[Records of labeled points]

--

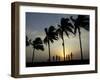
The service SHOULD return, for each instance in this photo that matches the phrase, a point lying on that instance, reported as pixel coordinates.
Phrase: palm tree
(80, 21)
(37, 45)
(51, 35)
(64, 27)
(27, 41)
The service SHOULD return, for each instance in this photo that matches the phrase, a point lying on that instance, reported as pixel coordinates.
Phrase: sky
(35, 24)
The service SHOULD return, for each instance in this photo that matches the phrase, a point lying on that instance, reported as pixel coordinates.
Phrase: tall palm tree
(37, 45)
(80, 21)
(51, 35)
(27, 41)
(64, 27)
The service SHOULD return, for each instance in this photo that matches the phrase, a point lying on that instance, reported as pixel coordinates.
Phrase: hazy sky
(35, 24)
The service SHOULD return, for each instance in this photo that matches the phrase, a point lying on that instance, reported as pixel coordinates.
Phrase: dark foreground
(59, 63)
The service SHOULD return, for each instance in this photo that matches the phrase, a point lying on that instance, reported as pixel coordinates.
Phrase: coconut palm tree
(80, 21)
(51, 35)
(27, 41)
(64, 27)
(37, 45)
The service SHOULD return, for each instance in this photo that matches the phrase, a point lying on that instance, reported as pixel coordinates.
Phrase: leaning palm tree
(80, 21)
(51, 35)
(27, 41)
(64, 27)
(37, 45)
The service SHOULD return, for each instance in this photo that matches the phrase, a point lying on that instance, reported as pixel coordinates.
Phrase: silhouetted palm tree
(64, 27)
(27, 41)
(51, 35)
(80, 21)
(37, 45)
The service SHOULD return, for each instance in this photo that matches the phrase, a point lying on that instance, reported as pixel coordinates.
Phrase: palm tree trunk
(49, 51)
(63, 47)
(80, 44)
(33, 55)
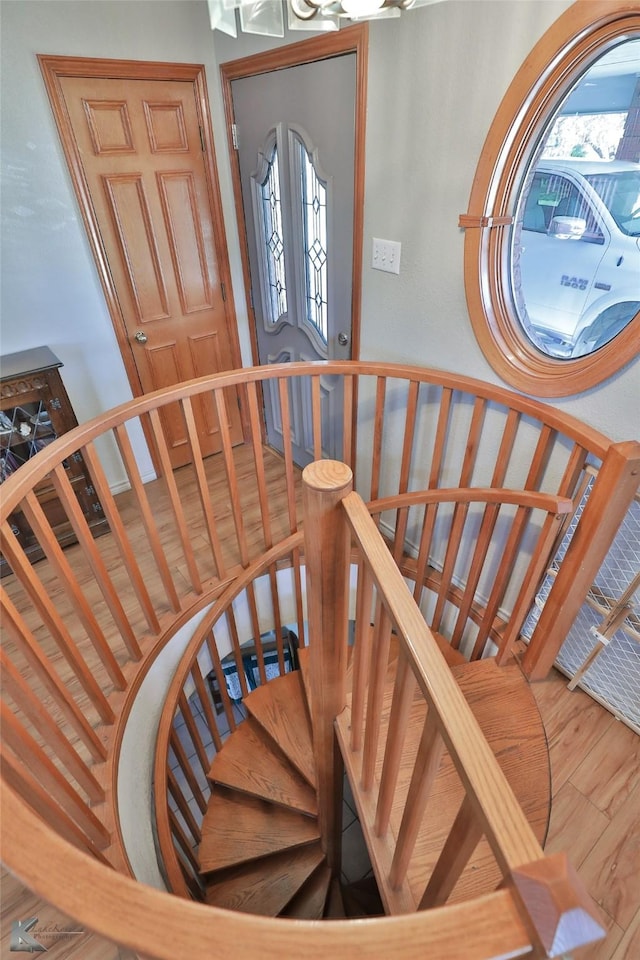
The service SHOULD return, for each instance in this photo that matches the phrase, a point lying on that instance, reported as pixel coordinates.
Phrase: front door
(141, 150)
(295, 130)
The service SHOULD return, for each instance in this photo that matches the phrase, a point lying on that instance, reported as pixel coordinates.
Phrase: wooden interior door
(306, 110)
(142, 172)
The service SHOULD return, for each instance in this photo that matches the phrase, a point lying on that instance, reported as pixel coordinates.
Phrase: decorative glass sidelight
(314, 229)
(273, 239)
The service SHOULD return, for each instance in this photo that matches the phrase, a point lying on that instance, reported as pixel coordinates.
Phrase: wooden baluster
(197, 464)
(237, 653)
(462, 840)
(610, 497)
(48, 676)
(183, 806)
(501, 578)
(487, 526)
(185, 766)
(292, 504)
(361, 654)
(20, 778)
(212, 646)
(349, 407)
(403, 692)
(540, 459)
(316, 417)
(232, 478)
(428, 759)
(205, 703)
(62, 793)
(181, 838)
(119, 533)
(378, 428)
(440, 440)
(483, 543)
(531, 581)
(76, 517)
(54, 623)
(258, 454)
(454, 540)
(147, 517)
(426, 537)
(473, 442)
(194, 733)
(255, 627)
(402, 515)
(40, 525)
(175, 501)
(378, 671)
(327, 553)
(45, 724)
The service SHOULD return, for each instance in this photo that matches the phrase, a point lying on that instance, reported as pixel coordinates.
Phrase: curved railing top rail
(37, 468)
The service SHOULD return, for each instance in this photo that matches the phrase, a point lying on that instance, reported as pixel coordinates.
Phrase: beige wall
(436, 76)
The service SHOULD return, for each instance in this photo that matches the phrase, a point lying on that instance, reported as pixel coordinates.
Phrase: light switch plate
(386, 255)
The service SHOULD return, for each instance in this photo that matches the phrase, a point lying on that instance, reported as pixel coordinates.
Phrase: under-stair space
(260, 850)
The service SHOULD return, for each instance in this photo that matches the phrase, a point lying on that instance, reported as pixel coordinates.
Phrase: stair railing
(82, 632)
(545, 891)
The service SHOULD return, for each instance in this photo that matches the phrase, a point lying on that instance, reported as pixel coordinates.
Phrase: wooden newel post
(327, 556)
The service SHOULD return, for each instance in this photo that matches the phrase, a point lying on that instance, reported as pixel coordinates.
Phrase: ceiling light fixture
(266, 17)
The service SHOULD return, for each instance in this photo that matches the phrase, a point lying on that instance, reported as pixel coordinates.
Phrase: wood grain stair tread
(310, 901)
(250, 763)
(335, 909)
(280, 708)
(237, 828)
(266, 886)
(504, 706)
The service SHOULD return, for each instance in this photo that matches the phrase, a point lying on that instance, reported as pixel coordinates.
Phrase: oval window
(552, 249)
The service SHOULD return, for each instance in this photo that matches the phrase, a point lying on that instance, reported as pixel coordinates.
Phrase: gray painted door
(295, 131)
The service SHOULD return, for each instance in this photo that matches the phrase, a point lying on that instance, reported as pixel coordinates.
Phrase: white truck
(576, 254)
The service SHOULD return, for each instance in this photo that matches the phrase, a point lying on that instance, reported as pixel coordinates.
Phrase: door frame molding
(53, 69)
(352, 39)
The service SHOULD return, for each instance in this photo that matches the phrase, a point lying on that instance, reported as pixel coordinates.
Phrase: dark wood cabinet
(34, 410)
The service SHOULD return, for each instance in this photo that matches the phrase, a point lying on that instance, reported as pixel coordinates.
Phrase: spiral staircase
(408, 602)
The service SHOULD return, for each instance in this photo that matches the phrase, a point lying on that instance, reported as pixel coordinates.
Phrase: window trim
(579, 36)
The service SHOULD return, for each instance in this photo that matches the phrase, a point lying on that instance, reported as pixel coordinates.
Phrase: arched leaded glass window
(314, 231)
(271, 234)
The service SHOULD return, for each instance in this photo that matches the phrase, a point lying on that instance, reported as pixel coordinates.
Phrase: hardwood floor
(595, 813)
(595, 765)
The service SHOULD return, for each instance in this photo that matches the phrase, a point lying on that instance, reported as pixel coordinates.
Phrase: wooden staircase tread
(268, 885)
(504, 706)
(238, 828)
(304, 662)
(280, 708)
(310, 901)
(250, 763)
(335, 909)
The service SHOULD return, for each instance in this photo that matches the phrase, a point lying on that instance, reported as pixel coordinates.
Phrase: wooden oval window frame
(579, 36)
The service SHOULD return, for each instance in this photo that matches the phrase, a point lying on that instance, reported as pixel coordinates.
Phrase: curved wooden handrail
(174, 875)
(164, 927)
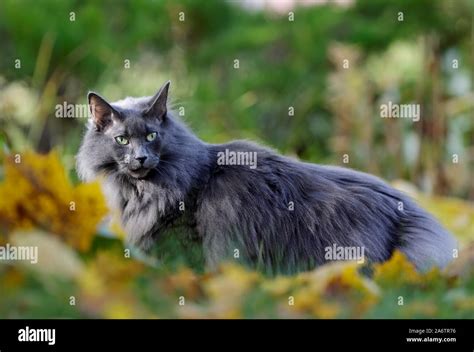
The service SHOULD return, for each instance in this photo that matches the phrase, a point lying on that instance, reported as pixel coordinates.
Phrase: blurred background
(305, 77)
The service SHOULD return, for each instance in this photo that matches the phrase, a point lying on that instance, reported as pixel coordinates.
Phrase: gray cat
(245, 201)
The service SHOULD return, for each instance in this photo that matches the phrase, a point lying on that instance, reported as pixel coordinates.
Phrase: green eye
(121, 140)
(151, 136)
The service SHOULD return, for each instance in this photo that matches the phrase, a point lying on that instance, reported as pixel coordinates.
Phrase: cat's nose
(141, 159)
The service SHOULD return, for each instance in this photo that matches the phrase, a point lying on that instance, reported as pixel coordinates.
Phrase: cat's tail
(425, 242)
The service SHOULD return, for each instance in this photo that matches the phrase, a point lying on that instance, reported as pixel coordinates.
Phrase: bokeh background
(290, 89)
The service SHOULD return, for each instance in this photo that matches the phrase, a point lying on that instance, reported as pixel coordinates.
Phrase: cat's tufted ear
(101, 111)
(158, 102)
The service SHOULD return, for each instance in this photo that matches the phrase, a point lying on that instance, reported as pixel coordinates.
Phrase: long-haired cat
(242, 198)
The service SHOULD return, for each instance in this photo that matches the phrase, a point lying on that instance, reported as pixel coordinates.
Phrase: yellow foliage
(37, 193)
(396, 271)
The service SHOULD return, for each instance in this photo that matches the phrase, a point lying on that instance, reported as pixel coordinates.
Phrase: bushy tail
(425, 242)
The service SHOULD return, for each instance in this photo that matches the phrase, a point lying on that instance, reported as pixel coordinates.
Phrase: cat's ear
(101, 111)
(158, 102)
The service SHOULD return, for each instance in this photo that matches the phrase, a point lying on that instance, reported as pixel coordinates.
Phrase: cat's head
(125, 136)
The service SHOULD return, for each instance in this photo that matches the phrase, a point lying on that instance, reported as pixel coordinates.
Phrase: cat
(242, 200)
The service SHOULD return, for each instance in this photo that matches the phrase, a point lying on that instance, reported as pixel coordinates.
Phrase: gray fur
(231, 207)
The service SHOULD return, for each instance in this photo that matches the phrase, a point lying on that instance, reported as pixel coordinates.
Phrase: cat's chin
(139, 173)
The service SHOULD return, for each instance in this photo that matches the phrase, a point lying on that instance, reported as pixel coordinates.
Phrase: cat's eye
(121, 140)
(151, 136)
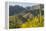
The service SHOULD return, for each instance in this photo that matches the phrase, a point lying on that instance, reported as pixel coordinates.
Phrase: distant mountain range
(13, 10)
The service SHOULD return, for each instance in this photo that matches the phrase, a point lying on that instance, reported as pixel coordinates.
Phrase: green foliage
(15, 22)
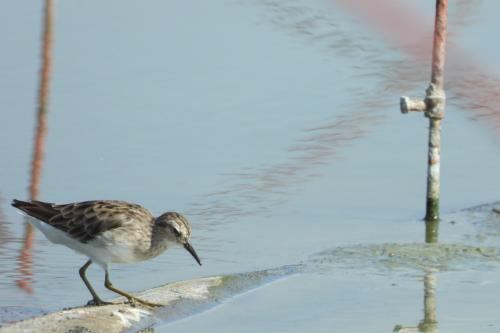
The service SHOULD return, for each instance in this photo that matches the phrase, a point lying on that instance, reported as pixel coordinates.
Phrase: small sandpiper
(109, 231)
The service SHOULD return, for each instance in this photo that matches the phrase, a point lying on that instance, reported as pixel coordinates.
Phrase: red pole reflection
(38, 150)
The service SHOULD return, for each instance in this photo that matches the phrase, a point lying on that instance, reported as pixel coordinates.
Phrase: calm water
(275, 127)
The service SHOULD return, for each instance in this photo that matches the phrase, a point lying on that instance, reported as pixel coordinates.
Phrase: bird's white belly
(101, 250)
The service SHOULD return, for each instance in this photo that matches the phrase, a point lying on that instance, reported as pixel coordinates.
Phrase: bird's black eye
(177, 233)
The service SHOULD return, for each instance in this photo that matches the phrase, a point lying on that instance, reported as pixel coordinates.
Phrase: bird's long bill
(191, 250)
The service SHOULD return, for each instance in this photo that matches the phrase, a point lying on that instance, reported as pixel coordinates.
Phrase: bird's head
(177, 229)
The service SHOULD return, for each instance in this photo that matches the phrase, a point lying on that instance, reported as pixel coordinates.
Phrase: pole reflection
(25, 257)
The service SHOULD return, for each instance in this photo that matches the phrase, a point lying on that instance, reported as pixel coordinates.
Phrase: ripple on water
(400, 257)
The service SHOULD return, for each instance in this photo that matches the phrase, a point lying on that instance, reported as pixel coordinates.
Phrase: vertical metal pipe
(435, 110)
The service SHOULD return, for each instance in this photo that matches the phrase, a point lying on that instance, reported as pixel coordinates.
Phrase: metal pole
(433, 107)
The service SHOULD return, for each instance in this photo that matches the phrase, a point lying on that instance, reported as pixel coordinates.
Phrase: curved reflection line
(254, 191)
(25, 257)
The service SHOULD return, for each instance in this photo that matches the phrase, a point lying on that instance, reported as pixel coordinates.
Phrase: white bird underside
(102, 250)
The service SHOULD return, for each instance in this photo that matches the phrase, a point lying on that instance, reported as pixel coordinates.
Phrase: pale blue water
(273, 125)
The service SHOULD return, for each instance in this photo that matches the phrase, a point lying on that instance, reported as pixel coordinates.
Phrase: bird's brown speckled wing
(85, 220)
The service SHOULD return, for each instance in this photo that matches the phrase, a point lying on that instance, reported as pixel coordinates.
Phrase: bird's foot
(100, 302)
(133, 300)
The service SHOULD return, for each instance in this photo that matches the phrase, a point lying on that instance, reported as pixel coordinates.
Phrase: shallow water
(274, 126)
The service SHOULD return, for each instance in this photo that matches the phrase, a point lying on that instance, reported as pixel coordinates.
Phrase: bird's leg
(130, 297)
(97, 299)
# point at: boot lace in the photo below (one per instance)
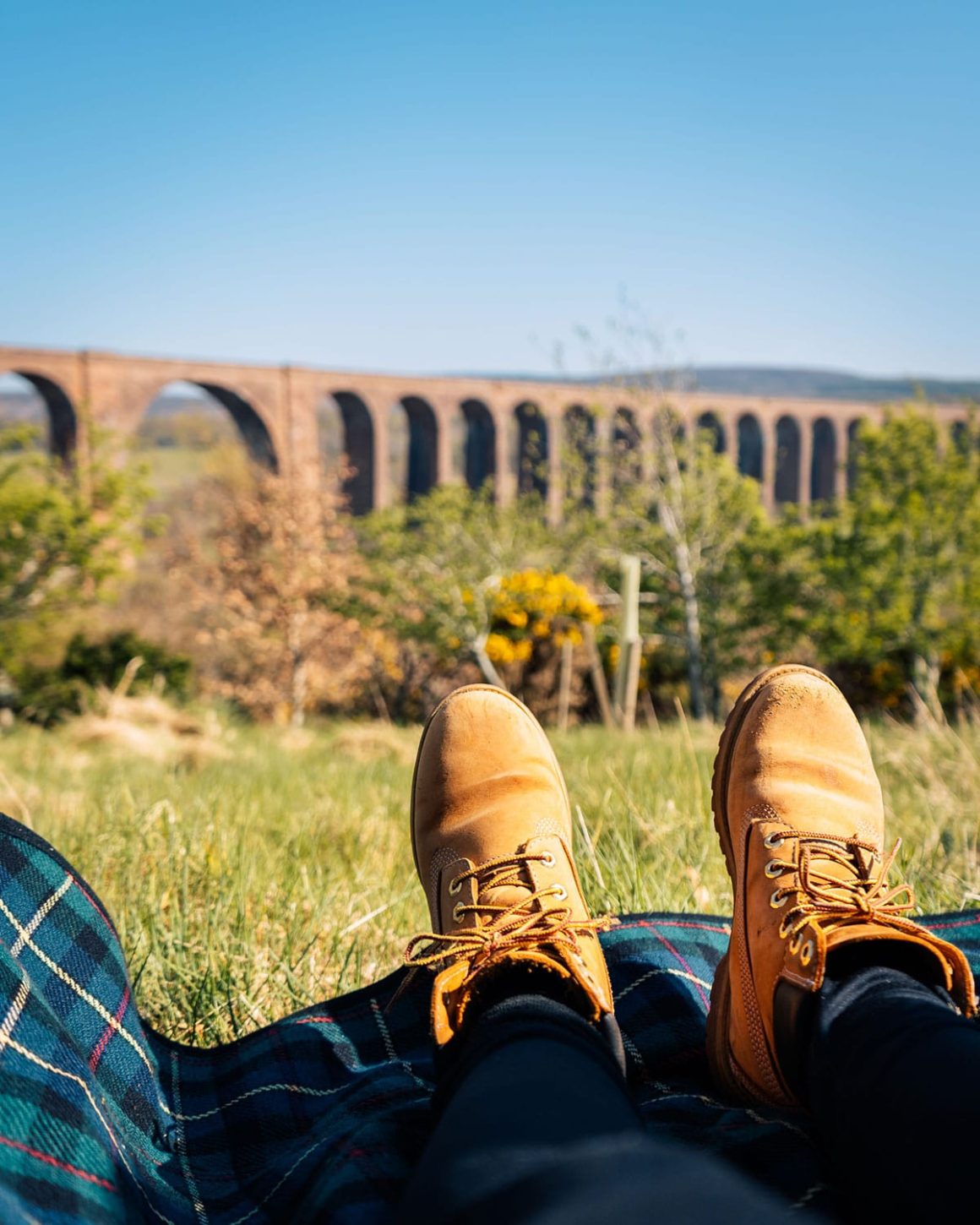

--

Required work:
Collect each line from the records that contains the word "door", and copy every one of them out in full.

Exercise output:
Phrase: front door
Phrase: wooden interior door
Phrase: gray painted door
Phrase: door frame molding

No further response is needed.